PROBLEM TO WORK ON =
Locate each line in the rows below that contains the string "bird", and copy every such line.

(Some rows)
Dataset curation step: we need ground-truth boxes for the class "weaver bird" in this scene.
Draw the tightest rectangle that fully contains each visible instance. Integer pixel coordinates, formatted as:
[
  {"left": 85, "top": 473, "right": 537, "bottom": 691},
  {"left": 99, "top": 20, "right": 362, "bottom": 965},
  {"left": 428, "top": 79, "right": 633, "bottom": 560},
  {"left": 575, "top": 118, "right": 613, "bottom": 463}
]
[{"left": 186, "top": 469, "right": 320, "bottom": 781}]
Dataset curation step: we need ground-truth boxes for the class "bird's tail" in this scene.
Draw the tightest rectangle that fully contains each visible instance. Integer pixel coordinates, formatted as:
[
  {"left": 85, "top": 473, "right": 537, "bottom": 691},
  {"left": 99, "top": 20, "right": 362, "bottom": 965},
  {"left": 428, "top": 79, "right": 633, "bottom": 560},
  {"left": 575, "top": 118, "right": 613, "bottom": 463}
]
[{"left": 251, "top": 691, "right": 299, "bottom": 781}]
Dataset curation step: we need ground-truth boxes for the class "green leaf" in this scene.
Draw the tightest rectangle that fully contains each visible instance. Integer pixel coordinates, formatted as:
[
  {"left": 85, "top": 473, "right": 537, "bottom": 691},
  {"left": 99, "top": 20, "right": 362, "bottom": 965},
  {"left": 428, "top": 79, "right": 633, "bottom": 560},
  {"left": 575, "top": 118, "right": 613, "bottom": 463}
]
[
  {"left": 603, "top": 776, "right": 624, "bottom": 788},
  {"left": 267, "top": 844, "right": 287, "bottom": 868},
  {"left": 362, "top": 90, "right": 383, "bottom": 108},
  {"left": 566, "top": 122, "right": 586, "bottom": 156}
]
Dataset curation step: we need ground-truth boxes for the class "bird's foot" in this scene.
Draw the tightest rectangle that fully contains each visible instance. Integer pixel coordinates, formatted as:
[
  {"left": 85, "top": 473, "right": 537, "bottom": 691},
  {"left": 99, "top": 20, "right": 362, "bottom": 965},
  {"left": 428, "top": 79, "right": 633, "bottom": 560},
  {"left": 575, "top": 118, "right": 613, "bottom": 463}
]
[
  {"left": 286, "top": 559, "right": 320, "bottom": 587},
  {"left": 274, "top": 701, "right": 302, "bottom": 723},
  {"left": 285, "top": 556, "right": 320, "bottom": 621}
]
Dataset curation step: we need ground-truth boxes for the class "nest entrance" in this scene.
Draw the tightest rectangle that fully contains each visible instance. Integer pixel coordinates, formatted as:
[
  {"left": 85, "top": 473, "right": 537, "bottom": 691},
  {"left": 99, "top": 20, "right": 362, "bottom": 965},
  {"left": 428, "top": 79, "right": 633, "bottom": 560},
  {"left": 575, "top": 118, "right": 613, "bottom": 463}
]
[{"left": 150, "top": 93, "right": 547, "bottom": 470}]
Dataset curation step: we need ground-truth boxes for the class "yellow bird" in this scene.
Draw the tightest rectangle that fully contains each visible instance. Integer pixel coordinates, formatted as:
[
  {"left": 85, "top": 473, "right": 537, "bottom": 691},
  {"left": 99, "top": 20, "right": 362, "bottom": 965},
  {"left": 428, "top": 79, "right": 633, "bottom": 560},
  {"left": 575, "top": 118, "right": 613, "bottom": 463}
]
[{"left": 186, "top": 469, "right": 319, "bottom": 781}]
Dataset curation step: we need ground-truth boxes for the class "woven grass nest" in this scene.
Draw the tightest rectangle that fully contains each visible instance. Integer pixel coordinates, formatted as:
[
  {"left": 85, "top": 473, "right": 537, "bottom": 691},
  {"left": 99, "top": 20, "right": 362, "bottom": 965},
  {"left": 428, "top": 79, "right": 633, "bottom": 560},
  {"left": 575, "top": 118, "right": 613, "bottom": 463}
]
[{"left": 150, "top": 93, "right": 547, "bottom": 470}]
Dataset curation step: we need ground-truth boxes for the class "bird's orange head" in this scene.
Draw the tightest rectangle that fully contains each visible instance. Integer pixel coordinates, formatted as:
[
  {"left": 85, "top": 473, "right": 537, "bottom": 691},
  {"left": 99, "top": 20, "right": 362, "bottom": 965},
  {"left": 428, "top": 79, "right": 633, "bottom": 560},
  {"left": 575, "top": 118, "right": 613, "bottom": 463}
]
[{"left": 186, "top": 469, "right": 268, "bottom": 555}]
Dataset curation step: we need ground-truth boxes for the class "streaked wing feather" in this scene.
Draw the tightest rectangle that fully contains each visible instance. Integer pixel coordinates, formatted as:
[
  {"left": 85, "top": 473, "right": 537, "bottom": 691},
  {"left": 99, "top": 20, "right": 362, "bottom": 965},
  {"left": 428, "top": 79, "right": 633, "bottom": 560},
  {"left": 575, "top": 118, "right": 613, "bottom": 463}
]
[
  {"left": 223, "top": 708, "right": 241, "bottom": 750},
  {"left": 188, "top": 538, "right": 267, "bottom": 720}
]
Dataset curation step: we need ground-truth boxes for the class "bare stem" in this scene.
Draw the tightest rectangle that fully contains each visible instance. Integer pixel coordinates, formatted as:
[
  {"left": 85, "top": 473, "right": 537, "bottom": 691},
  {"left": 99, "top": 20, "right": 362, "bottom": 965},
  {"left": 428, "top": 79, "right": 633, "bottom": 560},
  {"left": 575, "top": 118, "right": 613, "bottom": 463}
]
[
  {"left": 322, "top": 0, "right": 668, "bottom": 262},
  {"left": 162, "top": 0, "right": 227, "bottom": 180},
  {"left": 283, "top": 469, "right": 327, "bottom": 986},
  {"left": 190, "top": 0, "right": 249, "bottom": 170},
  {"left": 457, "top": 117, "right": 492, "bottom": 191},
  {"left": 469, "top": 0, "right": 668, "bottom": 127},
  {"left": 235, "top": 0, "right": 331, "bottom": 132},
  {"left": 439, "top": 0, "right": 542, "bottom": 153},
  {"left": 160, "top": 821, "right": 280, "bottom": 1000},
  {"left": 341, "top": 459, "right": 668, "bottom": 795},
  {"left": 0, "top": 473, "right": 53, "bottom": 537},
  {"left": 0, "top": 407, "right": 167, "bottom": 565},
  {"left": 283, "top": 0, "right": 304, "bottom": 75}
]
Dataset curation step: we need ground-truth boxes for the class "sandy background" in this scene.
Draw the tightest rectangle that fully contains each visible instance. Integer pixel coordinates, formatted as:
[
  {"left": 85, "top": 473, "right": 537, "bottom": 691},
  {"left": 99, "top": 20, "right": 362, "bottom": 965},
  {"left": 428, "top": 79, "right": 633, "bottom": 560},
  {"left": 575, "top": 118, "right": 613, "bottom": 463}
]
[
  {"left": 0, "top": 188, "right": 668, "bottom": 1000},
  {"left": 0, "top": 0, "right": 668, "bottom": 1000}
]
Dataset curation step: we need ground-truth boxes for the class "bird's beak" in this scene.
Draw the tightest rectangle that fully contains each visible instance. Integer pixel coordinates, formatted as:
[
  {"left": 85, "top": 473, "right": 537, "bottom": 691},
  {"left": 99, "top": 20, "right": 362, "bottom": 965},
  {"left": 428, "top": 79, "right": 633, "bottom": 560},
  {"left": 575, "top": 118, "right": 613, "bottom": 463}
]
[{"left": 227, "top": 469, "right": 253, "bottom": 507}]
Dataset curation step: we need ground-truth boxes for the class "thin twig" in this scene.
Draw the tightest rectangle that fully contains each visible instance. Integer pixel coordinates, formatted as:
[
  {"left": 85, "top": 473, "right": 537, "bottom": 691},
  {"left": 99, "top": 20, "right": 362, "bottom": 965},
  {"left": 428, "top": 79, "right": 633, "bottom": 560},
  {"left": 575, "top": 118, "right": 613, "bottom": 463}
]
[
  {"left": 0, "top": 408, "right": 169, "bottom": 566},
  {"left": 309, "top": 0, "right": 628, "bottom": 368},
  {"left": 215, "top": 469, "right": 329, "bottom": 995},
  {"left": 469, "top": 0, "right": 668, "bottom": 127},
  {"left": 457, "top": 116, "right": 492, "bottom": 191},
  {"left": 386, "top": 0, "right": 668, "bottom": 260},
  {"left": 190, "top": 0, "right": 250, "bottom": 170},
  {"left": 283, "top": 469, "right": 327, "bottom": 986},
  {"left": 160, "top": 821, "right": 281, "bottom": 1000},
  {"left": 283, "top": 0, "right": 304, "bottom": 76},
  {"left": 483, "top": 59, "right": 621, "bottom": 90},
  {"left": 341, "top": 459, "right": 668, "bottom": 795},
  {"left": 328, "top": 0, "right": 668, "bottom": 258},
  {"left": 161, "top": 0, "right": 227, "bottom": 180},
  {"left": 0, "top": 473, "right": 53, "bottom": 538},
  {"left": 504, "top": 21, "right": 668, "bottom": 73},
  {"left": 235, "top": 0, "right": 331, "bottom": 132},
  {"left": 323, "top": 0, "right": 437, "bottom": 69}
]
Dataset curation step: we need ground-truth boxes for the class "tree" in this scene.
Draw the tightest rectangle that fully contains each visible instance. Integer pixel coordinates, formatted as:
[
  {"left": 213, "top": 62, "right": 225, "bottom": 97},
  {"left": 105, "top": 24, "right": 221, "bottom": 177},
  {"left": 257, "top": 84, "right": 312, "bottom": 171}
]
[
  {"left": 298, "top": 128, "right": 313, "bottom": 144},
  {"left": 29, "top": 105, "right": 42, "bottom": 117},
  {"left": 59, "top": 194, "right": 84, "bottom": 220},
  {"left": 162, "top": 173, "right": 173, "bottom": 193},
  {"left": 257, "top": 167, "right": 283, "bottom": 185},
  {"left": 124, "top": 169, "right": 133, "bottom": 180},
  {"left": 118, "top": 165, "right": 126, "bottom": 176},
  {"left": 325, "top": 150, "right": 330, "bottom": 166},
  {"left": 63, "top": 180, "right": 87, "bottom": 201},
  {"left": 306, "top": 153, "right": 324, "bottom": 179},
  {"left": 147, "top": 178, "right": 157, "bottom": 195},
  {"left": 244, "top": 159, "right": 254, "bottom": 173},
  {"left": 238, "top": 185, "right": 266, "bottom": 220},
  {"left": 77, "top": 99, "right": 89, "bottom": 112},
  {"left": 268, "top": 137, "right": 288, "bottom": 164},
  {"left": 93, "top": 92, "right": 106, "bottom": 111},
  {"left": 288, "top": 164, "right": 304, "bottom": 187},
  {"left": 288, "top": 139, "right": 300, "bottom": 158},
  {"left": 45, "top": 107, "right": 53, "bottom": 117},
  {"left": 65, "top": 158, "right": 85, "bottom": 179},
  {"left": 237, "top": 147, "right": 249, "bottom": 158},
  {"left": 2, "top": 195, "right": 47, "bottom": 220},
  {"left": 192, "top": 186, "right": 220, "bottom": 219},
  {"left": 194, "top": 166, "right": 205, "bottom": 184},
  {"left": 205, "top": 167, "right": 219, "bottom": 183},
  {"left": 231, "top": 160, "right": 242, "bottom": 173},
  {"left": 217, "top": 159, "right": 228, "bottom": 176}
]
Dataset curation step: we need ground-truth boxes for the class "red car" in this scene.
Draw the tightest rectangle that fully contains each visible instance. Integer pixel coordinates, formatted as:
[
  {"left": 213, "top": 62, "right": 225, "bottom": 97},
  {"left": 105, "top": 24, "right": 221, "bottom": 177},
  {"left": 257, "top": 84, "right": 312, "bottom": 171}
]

EXERCISE RESPONSE =
Dataset curation step: we need ground-truth boxes for the class "weaver bird" in this scene.
Dataset curation step: we need ground-truth boxes for the class "bird's tail" in this scene.
Dataset curation step: we need ground-truth boxes for the class "bird's foot" in this scene.
Dataset curation step: we need ground-truth boxes for the class "yellow bird" in this scene.
Dataset curation step: we need ground-truth boxes for the class "bird's orange head" in this scene.
Dataset curation step: we need ground-truth boxes for the class "bird's beak" in this scene.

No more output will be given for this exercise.